ASSIGNED TASK:
Whatever the records say, give every one of them again exactly.

━━━━━ DATASET EXCERPTS

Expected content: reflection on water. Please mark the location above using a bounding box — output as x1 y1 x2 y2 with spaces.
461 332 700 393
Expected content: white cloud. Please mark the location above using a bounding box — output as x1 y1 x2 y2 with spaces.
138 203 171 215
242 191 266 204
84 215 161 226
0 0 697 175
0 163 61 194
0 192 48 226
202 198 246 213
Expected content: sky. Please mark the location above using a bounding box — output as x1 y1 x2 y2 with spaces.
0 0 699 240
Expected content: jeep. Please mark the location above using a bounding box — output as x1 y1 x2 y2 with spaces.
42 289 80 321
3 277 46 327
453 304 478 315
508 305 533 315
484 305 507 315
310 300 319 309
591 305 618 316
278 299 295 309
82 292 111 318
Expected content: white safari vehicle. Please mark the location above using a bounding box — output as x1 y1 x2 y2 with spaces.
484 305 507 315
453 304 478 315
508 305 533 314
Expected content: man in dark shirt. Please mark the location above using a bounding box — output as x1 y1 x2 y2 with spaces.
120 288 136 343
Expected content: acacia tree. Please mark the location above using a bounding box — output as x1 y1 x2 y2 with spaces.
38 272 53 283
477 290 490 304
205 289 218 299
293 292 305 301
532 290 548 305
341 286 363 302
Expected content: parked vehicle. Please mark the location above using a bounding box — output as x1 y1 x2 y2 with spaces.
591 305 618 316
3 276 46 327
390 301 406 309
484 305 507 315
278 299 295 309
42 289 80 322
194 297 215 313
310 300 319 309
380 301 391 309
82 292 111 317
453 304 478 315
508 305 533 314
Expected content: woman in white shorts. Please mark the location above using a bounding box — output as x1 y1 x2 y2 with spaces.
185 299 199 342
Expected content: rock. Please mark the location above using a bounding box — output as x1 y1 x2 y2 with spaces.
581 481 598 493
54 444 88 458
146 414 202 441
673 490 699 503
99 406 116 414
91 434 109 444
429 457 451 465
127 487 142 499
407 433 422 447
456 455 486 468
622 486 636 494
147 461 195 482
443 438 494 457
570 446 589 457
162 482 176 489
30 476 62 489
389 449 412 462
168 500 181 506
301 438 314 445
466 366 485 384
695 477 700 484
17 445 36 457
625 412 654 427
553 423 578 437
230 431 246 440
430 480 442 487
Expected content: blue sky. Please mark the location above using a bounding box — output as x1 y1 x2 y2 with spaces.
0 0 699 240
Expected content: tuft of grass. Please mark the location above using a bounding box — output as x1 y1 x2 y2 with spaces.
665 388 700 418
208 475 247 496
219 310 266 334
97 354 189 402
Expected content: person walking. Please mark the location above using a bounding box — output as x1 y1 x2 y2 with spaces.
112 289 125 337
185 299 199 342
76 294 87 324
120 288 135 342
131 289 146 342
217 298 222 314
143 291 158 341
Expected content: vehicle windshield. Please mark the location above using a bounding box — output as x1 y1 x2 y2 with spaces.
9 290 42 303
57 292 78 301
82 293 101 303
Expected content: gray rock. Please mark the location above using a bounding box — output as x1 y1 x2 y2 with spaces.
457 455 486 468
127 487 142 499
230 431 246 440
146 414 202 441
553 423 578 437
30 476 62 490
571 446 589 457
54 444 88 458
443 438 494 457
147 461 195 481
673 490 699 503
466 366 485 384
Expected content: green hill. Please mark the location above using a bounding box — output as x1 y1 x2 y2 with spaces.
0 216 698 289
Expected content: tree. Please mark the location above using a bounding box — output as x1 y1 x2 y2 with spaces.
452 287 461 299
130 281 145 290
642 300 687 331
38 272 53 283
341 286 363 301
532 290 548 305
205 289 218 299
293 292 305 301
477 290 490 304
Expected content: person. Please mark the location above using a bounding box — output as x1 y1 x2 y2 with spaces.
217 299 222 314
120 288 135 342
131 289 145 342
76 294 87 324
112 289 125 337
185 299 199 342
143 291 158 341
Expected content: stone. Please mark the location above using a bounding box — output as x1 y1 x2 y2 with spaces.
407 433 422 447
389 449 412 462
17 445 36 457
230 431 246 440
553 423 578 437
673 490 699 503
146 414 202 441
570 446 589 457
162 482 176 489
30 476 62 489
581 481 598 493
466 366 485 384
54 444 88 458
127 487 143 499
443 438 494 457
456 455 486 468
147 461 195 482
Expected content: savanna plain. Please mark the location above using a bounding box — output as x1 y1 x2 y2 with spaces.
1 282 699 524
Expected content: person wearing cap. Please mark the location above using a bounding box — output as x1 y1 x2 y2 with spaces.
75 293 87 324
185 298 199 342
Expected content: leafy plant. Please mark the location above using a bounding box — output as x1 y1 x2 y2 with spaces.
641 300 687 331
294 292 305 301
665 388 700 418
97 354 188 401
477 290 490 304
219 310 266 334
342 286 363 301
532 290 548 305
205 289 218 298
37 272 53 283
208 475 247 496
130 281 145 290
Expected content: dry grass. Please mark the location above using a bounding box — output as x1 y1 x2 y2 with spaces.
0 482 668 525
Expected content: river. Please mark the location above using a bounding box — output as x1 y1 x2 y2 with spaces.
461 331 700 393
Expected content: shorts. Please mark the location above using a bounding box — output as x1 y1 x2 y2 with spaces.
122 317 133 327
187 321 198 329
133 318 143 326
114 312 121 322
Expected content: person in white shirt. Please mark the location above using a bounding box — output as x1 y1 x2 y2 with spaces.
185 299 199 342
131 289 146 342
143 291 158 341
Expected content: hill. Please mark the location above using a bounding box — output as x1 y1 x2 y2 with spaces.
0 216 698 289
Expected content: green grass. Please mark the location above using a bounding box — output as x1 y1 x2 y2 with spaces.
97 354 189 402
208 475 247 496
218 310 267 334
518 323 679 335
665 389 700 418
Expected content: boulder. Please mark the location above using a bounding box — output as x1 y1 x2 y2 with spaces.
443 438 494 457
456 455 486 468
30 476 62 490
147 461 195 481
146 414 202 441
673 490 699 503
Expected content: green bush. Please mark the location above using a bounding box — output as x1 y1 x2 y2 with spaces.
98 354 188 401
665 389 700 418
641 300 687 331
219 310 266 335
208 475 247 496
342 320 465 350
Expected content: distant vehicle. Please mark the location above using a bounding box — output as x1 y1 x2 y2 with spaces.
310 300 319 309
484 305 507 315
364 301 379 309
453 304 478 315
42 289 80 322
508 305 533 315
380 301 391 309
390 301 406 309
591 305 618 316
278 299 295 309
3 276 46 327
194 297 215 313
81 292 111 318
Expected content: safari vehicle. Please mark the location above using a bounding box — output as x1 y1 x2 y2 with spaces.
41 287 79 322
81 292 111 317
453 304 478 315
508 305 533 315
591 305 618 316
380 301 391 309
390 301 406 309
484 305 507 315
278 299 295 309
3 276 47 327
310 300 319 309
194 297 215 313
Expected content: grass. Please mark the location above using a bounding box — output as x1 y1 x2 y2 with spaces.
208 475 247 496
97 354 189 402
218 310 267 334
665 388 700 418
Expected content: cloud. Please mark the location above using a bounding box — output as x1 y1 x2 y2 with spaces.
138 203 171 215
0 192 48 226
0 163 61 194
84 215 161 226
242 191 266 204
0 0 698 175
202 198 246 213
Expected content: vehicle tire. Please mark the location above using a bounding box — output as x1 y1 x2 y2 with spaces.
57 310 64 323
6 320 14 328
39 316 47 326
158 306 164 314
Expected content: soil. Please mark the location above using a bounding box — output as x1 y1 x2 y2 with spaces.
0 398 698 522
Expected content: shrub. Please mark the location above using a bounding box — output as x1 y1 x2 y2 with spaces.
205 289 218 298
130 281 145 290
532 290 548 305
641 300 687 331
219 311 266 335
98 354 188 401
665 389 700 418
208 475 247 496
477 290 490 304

━━━━━━━━━━

OUTPUT OF THE EXERCISE:
Expected content: reflection on water. Please mark the location above using a bounding box — output as x1 y1 x2 y2 with spaces.
461 332 700 393
Expected content: white cloud. Please mark the location above using a bounding box — output as x1 y1 x2 y2 with spaces.
138 203 171 215
242 191 266 204
84 215 161 226
0 0 697 175
0 163 61 194
0 192 48 226
202 198 246 213
Expected content: sky. Please mark the location above using a bounding box — output as x1 y1 x2 y2 with spaces.
0 0 699 240
Expected content: jeep. Please mark the location above using a bounding box — output as x1 y1 x2 y2 with spaces.
42 289 80 321
3 277 46 327
453 304 478 315
508 305 533 315
484 305 507 315
310 300 319 309
591 305 618 316
278 299 295 309
82 292 111 318
Expected content: white safari vehicle. Please mark the location above using a bounding box — output as x1 y1 x2 y2 with spaces.
484 305 507 315
453 304 478 315
508 305 533 314
Expected content: man in dark shirt. Please mark the location above using a bounding box — output as x1 y1 x2 y2 with spaces.
120 288 136 343
Expected content: acacia tree. Please mark the location above using a bounding box — output as x1 y1 x2 y2 with spaces.
38 272 53 283
477 290 490 304
205 289 218 299
293 292 305 301
532 290 548 305
341 286 363 302
Expected content: parked vehicle. Please mark the location above using a bounding box — output as x1 y1 x2 y2 with spaces.
591 305 618 316
3 276 46 327
390 301 406 309
484 305 507 315
278 299 295 309
42 289 80 322
194 297 215 313
310 300 319 309
380 301 391 309
82 292 111 317
453 304 478 315
508 305 533 314
Expected content: woman in white shorts. Please mark the location above using a bounding box — output as x1 y1 x2 y2 with spaces.
185 299 199 342
Expected content: rock. Please mark the location above using a bounding box — output as x1 y1 x2 y2 with spaces.
581 481 598 493
54 444 88 458
146 414 202 441
673 490 699 503
99 406 116 414
91 434 109 444
429 457 451 465
127 487 142 499
407 433 422 447
456 455 486 468
622 486 636 494
147 461 195 482
443 438 494 457
570 446 589 457
162 482 176 489
30 476 62 489
389 449 412 462
168 500 181 506
301 438 314 445
466 366 485 384
695 477 700 484
17 445 36 457
625 412 654 427
553 423 578 437
230 431 246 440
430 480 442 487
Expected content: blue sky. Please mark the location above using a bounding box — output as x1 y1 x2 y2 with spaces.
0 0 699 240
Expected content: tuft of grass. Please mark the location above using a bounding box — output as x1 y1 x2 y2 with spaces.
665 388 700 418
208 475 247 496
219 310 266 334
97 354 189 402
Expected content: person walking. Please mark the location above using a bounding box — output as x1 y1 x2 y2 with spaces.
112 289 125 337
185 299 199 342
76 294 87 324
120 288 135 342
131 289 146 342
217 298 222 314
143 291 158 341
Expected content: vehicle windshield. Please mark the location above using a bounding box — output as x1 y1 x2 y2 with spaces.
9 290 42 303
57 292 78 301
82 293 101 303
Expected content: gray rock. Please mark the location above using a bounding box — output as x1 y1 x2 y2 with spaces.
457 455 486 468
127 487 142 499
230 431 246 440
146 414 202 441
553 423 578 437
30 476 62 490
571 446 589 457
54 444 88 458
443 438 494 457
147 461 195 481
673 490 699 503
466 366 485 384
Expected content: green hill. Please mark the location above using a bounding box — output as x1 y1 x2 y2 with spaces.
0 216 698 289
Expected content: tree. Please mark the location above using a bounding box — output as x1 y1 x2 y2 with spaces.
452 287 461 299
130 281 145 290
642 300 687 331
38 272 53 283
341 286 363 301
532 290 548 305
205 289 218 299
293 292 305 301
477 290 490 304
Expected content: person. Please mark the location above using a bounding box — output as x1 y1 x2 y2 with spaces.
217 299 222 314
120 288 135 342
131 289 145 342
76 294 87 324
112 289 125 337
185 299 199 342
143 291 158 341
Expected content: stone. Please mark the location above using a bounding box — output as x1 y1 x2 y2 with spaces.
407 433 422 447
389 449 412 462
17 445 36 457
230 431 246 440
553 423 578 437
673 490 699 503
146 414 202 441
570 446 589 457
162 482 176 489
30 476 62 489
581 481 598 493
466 366 485 384
54 444 88 458
127 487 143 499
443 438 494 457
456 455 486 468
147 461 195 482
Expected content: savanna plain. Please mark the location above using a bounding box — output as x1 y1 x2 y2 with spaces.
1 282 699 524
Expected content: person wearing cap. Please mark the location above using a bounding box — output as x1 y1 x2 y2 with spaces.
75 293 87 324
185 298 199 342
Expected content: leafy plant. Please mark the location above using a bounding box — output as x1 y1 x2 y2 with spaces.
641 300 687 331
294 292 305 301
665 388 700 418
97 354 188 401
477 290 490 304
219 310 266 334
342 286 363 301
532 290 548 305
205 289 218 298
37 272 53 283
208 475 247 496
130 281 145 290
Expected content: dry grass. Please mark the location above using a bounding box — output as x1 y1 x2 y2 with spaces.
0 482 668 525
Expected content: river. Please mark the location above using a bounding box — output as x1 y1 x2 y2 with spaces.
461 331 700 393
Expected content: shorts. Please mark the location above using a bounding box — output as x1 y1 x2 y2 with spaces.
122 317 133 327
187 321 198 329
133 318 143 326
114 312 121 322
Expected content: person in white shirt. Please mark the location above using a bounding box — output as x1 y1 x2 y2 with spaces.
185 299 199 342
131 289 146 342
143 291 158 341
Expected content: hill. Please mark the location above using a bounding box — output as x1 y1 x2 y2 with spaces.
0 216 698 289
Expected content: green grass. Please mark the location above using a bounding box — output as x1 y1 x2 y2 with spaces.
97 354 189 402
208 475 247 496
218 310 267 334
518 323 679 335
665 389 700 418
Expected content: boulder. Please mark the location above using a bounding box — output as x1 y1 x2 y2 with spaces.
443 438 494 457
456 455 486 468
30 476 62 490
147 461 195 481
146 414 202 441
673 490 699 503
Expected content: green bush. Please mark the location above using a bounding box — output as x1 y1 x2 y2 with spaces.
98 354 188 401
665 389 700 418
641 300 687 331
219 310 266 335
208 475 247 496
342 320 465 350
Expected content: distant vehicle. Please mark the location above using a bounding box — output as x1 y1 x2 y2 with spaces.
310 300 319 309
484 305 507 315
364 301 379 309
453 304 478 315
42 289 80 322
508 305 533 315
380 301 391 309
390 301 406 309
591 305 618 316
278 299 295 309
3 276 46 327
194 297 215 313
81 292 111 318
Expected content: safari vehicle. Please mark the location above using a bounding box — output as x1 y1 x2 y2 with spaces.
41 287 79 322
81 292 111 317
453 304 478 315
508 305 533 315
591 305 618 316
380 301 391 309
390 301 406 309
484 305 507 315
278 299 295 309
3 276 47 327
310 300 319 309
194 297 215 313
Expected content: grass. Please mark the location above using a bounding box — output as x1 y1 x2 y2 with spaces.
208 475 247 496
97 354 189 402
218 310 267 334
665 388 700 418
Expected content: cloud. Please mark the location above using a bounding box — output as x1 y1 x2 y2 with spaces.
138 203 171 215
0 192 48 226
0 163 61 194
84 215 161 226
242 191 266 204
0 0 698 175
202 198 246 213
Expected content: vehicle tire. Please mark the location above using a bounding box — output as x1 y1 x2 y2 with spaces.
57 310 64 323
6 320 14 328
39 316 47 326
158 306 164 314
Expected content: soil. Please mark the location above using a bounding box — output as x1 y1 x2 y2 with spaces.
0 398 698 522
Expected content: shrub. Please mark the location above using a bounding box — output as x1 y1 x2 y2 with spaces.
205 289 218 298
130 281 145 290
532 290 548 305
641 300 687 331
219 311 266 335
98 354 188 401
665 389 700 418
208 475 247 496
477 290 490 304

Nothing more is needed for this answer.